__Quoted text__.
_ _ _ _

# 2015 Audi A3



## Rudy_H (Jul 6, 2012)

http://www.audi.ca/ca/brand/en/exp/audi_events/2015_A3.html

Didn't see this posted yet, but Canada just showed up in their A3...for 2015...don't undestand how its a 1st quarter 2014 :banghead:

http://www.audiusa.com/us/brand/en/exp/new_audi_models/2015_audi_a3.html?csref=A3HPhero_desktop

Same goes for USA


----------



## cyberpmg (Nov 27, 2001)

To be introduced (most likely at the end) of the first quarter of 2014, you're already half way through the model year. They could have called it a 2014.5 A3, but it's easier to call it a 2015.


----------



## 3 dubber (Feb 24, 2002)

The press release says the "A3 Sportback will return with A3 Sportback e-tron® Plug-in Hybrid Electric Vehicle (PHEV) confirmed for the U.S. market"
Seems to mean a regular Sportback and a e-tron.
I am hoping a 2014 Sportback shows up this fall.


----------



## Travis Grundke (May 26, 1999)

3 dubber said:


> The press release says the "A3 Sportback will return with A3 Sportback e-tron® Plug-in Hybrid Electric Vehicle (PHEV) confirmed for the U.S. market"
> Seems to mean a regular Sportback and a e-tron.
> I am hoping a 2014 Sportback shows up this fall.

_ _ _ _

Answer these about the forum thread on the 2015 Audi A3:
(a) Besides Canada, which country does the first post say has the 2015 A3 on its site?
(b) According to cyberpmg, when is the A3 most likely to be introduced?
(c) What does 3 dubber hope will show up this fall?
The listing has nothing to do with the forum thread on the 2015 Audi A3.

_ _ _ _

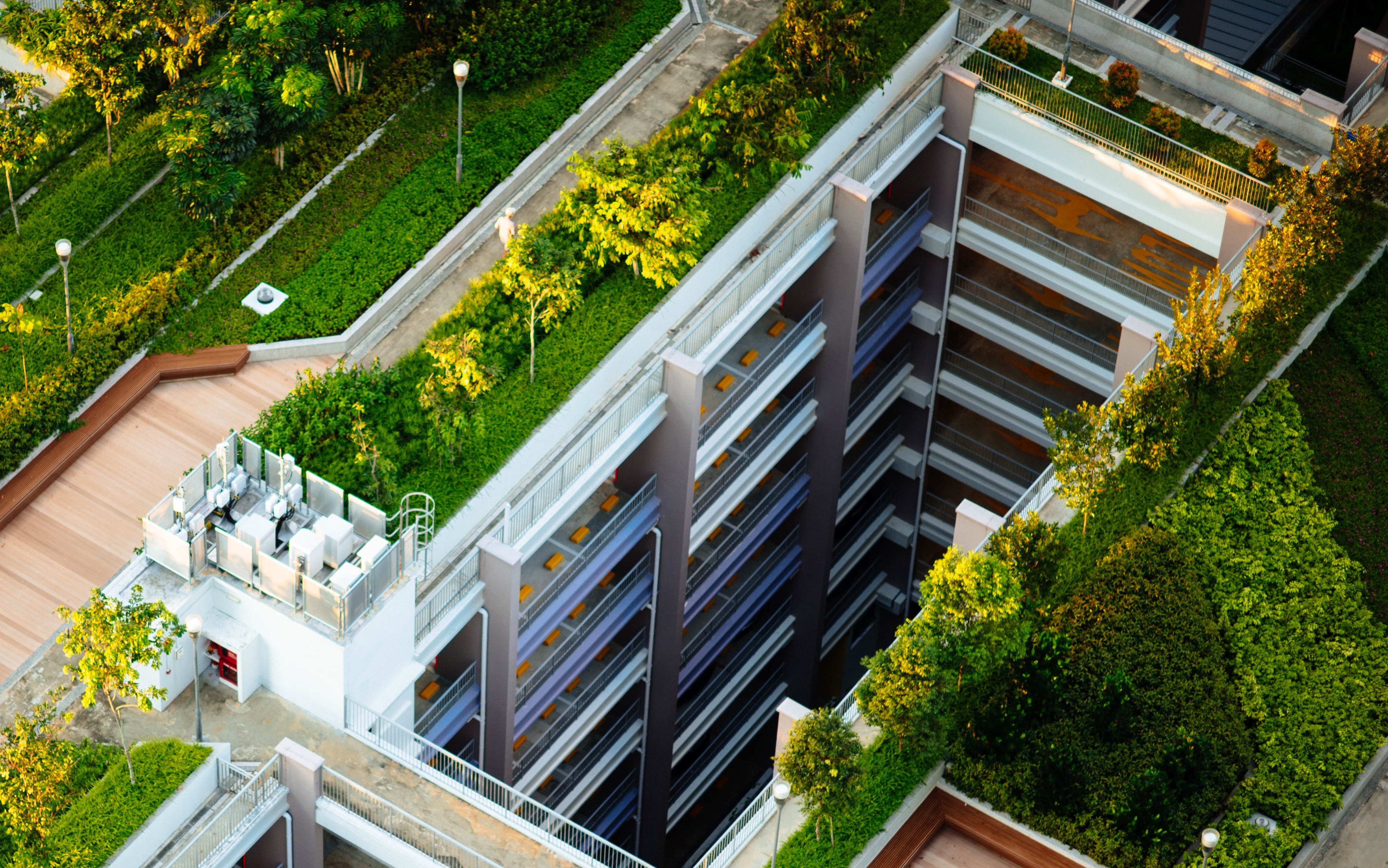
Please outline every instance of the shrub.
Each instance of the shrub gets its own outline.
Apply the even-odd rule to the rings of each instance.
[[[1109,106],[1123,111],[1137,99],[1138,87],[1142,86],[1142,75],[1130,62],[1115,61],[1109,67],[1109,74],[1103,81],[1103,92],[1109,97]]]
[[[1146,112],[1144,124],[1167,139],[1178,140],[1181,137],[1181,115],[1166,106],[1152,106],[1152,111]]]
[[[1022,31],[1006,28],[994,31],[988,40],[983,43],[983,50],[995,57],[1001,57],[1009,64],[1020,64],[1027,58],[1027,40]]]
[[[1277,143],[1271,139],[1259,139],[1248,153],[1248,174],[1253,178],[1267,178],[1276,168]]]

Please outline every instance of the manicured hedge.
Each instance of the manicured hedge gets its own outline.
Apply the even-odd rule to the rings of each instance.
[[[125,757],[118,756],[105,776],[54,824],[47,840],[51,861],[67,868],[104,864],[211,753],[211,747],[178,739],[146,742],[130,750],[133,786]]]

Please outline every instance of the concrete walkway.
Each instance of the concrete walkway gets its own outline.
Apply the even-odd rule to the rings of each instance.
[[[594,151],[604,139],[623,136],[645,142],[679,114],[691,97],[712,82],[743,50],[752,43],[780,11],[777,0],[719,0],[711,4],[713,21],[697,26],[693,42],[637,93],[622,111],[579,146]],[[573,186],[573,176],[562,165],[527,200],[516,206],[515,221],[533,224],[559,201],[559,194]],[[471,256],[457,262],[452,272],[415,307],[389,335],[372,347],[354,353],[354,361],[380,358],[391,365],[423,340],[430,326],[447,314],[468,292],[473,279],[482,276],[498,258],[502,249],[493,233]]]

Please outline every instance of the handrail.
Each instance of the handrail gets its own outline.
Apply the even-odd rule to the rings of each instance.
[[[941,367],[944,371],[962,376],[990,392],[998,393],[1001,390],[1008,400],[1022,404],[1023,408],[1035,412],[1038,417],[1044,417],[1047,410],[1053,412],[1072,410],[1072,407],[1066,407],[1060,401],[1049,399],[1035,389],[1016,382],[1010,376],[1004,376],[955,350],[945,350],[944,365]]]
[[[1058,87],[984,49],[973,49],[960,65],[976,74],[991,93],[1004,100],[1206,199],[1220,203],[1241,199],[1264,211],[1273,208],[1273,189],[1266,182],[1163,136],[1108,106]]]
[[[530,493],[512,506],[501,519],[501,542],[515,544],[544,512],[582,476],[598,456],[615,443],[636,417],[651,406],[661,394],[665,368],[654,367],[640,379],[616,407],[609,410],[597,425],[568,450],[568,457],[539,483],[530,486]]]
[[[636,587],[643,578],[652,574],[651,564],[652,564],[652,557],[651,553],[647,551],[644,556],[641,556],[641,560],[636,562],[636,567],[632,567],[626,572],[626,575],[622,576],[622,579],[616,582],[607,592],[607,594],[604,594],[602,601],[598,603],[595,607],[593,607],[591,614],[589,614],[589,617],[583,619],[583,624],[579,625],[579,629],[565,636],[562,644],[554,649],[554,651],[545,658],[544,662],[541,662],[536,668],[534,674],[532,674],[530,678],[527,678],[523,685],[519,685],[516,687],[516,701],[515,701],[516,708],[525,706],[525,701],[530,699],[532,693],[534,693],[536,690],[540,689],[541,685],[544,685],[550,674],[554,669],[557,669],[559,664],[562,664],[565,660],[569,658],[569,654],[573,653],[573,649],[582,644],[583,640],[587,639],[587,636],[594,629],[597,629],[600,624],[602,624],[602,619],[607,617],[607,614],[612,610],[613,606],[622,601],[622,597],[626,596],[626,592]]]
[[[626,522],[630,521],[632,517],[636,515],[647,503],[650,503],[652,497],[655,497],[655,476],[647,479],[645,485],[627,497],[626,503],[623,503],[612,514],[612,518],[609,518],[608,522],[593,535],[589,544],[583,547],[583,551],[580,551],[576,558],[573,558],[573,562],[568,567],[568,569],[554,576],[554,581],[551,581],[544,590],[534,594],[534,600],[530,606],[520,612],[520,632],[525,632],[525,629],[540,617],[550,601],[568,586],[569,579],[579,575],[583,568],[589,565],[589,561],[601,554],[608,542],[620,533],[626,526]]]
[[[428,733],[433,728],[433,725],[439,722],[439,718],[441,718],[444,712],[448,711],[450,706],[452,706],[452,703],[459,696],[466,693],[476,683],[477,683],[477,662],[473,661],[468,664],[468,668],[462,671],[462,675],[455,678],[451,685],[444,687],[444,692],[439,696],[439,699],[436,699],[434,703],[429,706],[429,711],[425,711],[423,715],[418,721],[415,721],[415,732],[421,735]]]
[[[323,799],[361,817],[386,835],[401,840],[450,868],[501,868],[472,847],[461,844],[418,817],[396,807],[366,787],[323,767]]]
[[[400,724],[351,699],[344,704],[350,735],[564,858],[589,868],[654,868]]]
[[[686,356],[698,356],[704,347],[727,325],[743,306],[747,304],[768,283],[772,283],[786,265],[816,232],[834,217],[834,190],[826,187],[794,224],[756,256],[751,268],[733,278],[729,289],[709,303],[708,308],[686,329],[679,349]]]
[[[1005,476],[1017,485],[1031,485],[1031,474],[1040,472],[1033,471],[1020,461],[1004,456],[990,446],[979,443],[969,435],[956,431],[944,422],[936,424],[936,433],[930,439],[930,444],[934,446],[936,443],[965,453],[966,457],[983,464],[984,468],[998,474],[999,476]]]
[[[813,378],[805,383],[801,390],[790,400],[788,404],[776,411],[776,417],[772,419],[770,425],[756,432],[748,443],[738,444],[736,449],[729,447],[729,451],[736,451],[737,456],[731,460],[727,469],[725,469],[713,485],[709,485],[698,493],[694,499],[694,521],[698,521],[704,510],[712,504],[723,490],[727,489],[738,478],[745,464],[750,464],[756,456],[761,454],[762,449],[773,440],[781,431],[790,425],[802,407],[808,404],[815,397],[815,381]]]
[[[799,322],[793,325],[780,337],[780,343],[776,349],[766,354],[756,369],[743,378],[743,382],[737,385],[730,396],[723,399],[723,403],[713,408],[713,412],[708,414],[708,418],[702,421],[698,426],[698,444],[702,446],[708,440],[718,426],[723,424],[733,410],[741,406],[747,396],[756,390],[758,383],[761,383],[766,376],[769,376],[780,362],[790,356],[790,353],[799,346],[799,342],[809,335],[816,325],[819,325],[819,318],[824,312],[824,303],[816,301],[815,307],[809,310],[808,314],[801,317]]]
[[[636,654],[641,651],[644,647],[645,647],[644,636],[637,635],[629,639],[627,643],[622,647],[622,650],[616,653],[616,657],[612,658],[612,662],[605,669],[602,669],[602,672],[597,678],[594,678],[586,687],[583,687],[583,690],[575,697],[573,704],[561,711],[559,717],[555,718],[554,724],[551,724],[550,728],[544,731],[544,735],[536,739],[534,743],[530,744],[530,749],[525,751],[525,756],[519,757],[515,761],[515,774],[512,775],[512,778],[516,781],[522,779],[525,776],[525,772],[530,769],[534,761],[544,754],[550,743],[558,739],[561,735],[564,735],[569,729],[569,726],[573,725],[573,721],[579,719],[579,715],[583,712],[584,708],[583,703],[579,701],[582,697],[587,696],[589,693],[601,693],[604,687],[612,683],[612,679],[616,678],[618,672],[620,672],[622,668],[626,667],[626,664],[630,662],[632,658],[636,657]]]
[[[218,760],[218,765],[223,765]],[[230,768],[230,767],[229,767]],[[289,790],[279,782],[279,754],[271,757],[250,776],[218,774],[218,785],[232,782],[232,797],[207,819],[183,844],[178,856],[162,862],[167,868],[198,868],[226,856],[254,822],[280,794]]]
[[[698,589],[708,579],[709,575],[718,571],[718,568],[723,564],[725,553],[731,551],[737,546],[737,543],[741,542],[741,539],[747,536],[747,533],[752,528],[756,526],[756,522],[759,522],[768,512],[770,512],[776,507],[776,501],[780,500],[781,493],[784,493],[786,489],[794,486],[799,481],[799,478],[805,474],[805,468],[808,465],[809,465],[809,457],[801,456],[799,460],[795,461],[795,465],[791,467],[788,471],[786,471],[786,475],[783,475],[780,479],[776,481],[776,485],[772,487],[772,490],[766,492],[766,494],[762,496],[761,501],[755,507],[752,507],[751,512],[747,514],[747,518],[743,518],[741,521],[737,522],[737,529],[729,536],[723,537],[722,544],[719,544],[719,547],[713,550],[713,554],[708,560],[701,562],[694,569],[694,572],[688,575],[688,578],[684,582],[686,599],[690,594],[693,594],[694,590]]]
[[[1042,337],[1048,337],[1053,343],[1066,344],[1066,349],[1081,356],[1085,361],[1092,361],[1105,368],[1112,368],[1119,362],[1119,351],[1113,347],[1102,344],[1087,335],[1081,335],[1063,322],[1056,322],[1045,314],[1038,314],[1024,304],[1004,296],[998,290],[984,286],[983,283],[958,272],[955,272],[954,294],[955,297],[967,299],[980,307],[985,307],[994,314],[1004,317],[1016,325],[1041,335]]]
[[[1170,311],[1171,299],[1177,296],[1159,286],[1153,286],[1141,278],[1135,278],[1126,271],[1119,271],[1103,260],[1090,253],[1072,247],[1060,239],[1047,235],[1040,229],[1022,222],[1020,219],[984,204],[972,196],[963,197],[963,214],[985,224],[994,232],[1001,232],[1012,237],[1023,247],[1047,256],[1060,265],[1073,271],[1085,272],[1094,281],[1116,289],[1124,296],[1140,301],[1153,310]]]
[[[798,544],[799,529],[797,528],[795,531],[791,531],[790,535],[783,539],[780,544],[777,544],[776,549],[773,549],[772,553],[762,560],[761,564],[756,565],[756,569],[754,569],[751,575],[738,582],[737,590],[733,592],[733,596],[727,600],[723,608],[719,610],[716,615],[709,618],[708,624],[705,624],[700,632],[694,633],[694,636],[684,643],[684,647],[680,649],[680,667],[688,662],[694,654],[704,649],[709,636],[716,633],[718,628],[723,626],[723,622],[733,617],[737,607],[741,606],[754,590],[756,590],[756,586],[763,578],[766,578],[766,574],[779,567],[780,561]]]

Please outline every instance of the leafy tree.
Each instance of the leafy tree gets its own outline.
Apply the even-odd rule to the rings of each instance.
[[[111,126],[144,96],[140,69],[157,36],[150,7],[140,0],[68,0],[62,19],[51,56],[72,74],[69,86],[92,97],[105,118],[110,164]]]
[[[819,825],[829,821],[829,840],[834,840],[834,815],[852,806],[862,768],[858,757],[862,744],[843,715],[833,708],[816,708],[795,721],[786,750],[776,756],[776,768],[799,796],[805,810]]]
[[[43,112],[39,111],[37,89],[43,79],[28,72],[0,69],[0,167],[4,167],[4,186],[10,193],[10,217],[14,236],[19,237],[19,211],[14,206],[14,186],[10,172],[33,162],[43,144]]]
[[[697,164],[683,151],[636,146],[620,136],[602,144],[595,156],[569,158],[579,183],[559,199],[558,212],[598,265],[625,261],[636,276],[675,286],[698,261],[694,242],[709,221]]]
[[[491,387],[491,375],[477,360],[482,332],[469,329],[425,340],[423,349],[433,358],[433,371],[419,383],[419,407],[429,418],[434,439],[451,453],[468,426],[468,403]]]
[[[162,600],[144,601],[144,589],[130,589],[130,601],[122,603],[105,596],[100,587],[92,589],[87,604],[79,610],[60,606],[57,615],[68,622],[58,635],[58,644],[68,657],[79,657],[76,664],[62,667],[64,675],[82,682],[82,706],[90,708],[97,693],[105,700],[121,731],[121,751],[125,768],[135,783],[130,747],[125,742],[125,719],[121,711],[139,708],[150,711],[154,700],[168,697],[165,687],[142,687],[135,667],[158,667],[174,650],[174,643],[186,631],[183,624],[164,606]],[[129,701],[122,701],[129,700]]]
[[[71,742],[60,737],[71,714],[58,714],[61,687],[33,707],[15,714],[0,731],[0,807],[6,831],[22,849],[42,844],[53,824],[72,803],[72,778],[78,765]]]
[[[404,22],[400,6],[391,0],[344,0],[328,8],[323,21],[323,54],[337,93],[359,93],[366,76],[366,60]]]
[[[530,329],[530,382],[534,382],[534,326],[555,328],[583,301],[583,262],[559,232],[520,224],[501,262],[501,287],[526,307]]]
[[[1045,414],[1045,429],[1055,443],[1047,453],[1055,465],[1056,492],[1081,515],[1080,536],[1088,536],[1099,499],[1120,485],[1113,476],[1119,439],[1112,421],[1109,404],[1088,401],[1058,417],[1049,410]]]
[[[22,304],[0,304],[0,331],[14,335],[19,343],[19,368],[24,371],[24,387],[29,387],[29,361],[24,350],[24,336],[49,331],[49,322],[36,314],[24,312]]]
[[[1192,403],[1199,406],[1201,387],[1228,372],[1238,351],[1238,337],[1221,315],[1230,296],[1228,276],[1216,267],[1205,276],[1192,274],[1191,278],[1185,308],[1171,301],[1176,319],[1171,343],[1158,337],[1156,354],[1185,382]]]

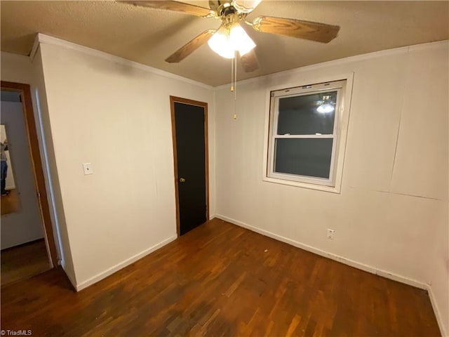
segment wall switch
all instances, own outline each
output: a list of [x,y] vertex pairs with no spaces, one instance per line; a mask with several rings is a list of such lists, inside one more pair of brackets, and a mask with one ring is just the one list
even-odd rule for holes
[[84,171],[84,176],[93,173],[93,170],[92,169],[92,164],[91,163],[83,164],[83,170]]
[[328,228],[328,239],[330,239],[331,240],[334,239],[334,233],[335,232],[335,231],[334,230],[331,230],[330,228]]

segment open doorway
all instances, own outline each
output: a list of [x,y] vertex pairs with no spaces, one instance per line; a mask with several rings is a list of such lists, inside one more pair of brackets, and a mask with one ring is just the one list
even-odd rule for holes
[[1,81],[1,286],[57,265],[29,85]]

_ _ _ _

__Output__.
(a) The USA.
(b) At the end of the first quarter of 2014.
(c) A 2014 Sportback.